» About this task:
Would you set down the data below exactly as shown?

[Opening Data shown section]

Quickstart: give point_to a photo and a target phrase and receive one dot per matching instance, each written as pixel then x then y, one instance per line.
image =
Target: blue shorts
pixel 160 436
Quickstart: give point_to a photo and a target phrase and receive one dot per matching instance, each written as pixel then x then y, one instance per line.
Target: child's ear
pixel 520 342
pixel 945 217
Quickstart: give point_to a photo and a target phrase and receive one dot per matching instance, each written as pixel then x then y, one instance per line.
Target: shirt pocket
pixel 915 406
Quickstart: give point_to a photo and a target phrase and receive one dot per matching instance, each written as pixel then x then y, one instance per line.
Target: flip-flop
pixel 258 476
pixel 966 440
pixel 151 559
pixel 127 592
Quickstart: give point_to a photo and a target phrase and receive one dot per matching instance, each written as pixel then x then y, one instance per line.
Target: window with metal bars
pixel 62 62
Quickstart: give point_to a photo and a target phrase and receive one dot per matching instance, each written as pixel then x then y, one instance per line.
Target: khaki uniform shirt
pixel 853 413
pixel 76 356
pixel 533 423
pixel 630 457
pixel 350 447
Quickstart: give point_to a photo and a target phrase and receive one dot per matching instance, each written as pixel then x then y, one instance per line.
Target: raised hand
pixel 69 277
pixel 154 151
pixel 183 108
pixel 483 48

[Closing Data shown section]

» Task result:
Quickstart: give point_to a photo and a target phrase and receive one dot per matching instance, each written as pixel then x then y, one instance per line.
image =
Target: blue shorts
pixel 160 436
Quickstart: give point_to a photo and a target phrase and receive one dot per matching instance, each written as pixel then x then y, one instance per line.
Target: child's ear
pixel 520 342
pixel 945 217
Quickstart: give point_to a photo and a target phrase and receive one dot per matching instance, each written as pixel then x then y, one instance per line.
Target: shirt pocket
pixel 915 406
Quickstart: give point_to a photo and a target phrase and receive one dot per matching instance, each written as pixel then x then y, one instance per line.
Target: flip-flop
pixel 258 476
pixel 966 440
pixel 151 559
pixel 127 592
Quickstart: give point_to a photo and a target phrase and receive one dot per matching instance, each written as pixel then x then y, one instance per line.
Target: window with metal bars
pixel 62 62
Quickstart: give point_to a photo and a target phrase and receive one dot per matching instance, each written as pixel then x then y, one instance per line.
Target: khaki uniform shirt
pixel 853 413
pixel 76 356
pixel 533 423
pixel 630 457
pixel 350 447
Quickstart: give point_to a photo and a target phrase and receive one dot per matching instance, each written as pixel then x then y, one instance per line.
Target: raised hand
pixel 69 277
pixel 154 151
pixel 183 108
pixel 483 48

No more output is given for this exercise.